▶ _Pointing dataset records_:

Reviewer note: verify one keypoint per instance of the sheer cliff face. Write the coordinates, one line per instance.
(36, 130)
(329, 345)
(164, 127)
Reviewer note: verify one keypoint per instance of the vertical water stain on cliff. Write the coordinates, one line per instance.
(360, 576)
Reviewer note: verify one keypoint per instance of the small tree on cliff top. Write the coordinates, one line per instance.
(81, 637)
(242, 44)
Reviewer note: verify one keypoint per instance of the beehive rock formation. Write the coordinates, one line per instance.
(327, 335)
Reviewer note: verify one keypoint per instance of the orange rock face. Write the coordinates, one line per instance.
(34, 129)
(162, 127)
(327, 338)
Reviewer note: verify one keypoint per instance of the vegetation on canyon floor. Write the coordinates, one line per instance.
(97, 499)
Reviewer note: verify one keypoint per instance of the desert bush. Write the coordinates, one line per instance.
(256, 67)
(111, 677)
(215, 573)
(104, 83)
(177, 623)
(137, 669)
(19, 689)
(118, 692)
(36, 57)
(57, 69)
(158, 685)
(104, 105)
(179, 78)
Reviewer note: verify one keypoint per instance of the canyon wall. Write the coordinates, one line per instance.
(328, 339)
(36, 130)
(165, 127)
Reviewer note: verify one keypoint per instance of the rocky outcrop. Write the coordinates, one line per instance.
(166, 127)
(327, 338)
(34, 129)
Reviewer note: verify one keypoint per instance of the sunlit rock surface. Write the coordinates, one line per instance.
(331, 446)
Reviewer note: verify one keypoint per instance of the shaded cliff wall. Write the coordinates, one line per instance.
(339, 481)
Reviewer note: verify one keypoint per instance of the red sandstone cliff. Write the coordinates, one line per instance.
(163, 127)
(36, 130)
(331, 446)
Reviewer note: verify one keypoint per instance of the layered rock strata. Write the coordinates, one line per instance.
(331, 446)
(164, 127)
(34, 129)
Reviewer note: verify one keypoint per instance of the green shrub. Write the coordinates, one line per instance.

▶ _DIRECTION_: Print the material above line for line, reproducing every character without alteration.

▶ _EXPECTED OUTPUT_:
Reviewer note: verify one keypoint per instance of the sheer cliff face. Write the coordinates, one line per instance.
(36, 130)
(329, 345)
(164, 127)
Reviewer note: verify one keypoint per instance of the vertical water stain on cliff. Write the coordinates, one line per instance.
(360, 576)
Reviewer note: verify one keypoint per instance of the small tree on cliff top. Write the coordinates, one line per instance.
(81, 637)
(242, 44)
Reviewer note: verify one keypoint per instance of the beehive rock formation. Write the coordinates, one line per instance.
(327, 335)
Reviewer note: verify one keypoint per instance of the orange rock face. Write the coordinates, one line per instance.
(34, 129)
(162, 127)
(327, 338)
Reviewer note: verify one keypoint per instance of the vegetation on canyon floor. Write the coordinates, one line per instance.
(97, 499)
Reviewer note: verify one keypoint per instance of the desert bush. Write the coordinates, one line per instance.
(256, 67)
(111, 677)
(215, 573)
(104, 83)
(177, 623)
(137, 669)
(19, 689)
(118, 692)
(36, 57)
(57, 69)
(158, 685)
(104, 105)
(179, 78)
Reviewer note: verify one keypoint per instance of the canyon wall. Write the coordinates, one line per instance.
(328, 339)
(36, 130)
(165, 127)
Reviewer note: verify one keypoint per instance of the rocky outcrop. Write the coordinates, one line per instance.
(166, 127)
(327, 338)
(34, 129)
Reviewer note: verify one keypoint per instance of the sunlit rock surface. Write the coordinates, one line per instance.
(331, 446)
Reviewer note: verify one keypoint per instance of the shaded cliff wall. Write the coordinates, one line per instance.
(339, 481)
Reviewer note: verify one keypoint per instance of the red sandstone cliff. Write the coordinates, one line per instance.
(163, 127)
(36, 130)
(331, 446)
Reviewer note: verify one keypoint per instance of the layered rock strata. Write the coordinates, one line per instance.
(331, 446)
(164, 127)
(34, 129)
Reviewer note: verify one keypoint per instance of the green shrub. Write the coordinates, one line per instance.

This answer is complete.